**GIVEN ENTRIES:**
********************

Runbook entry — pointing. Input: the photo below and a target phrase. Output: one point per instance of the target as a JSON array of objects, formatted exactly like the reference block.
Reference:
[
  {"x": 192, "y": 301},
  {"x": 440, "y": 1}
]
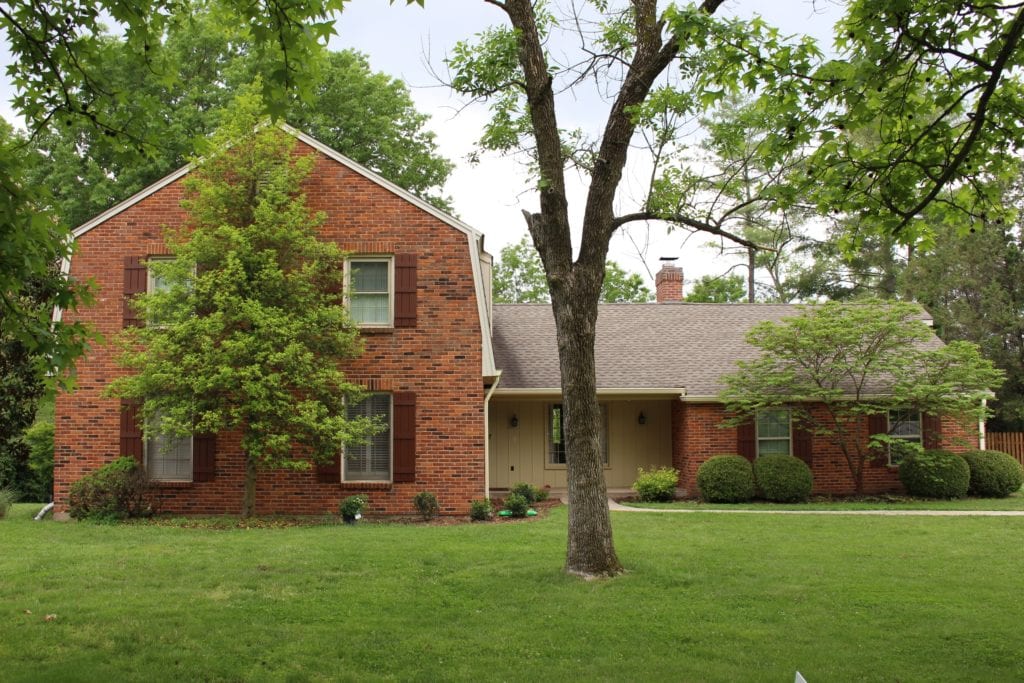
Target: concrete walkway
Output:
[{"x": 615, "y": 507}]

********************

**AIM OF THE TASK:** Arrange every line of the entries above as a Markdown table with the columns Row and Line, numbering the rows and omitting blank lines. Leave the pictures out of the answer.

**WRITTEN ANSWER:**
| Row | Line |
|---|---|
| 1 | Runbook entry — pointing. Input: the photo below and a target phrase. Output: one point per instance of the target as a JSON array of objects, formatted exactly like the reference block. |
| 2 | Reference: |
| 3 | [ |
| 4 |   {"x": 192, "y": 301}, |
| 5 |   {"x": 440, "y": 1} |
| 6 | ] |
| 7 | Target: concrete walkway |
| 8 | Output: |
| 9 | [{"x": 615, "y": 507}] |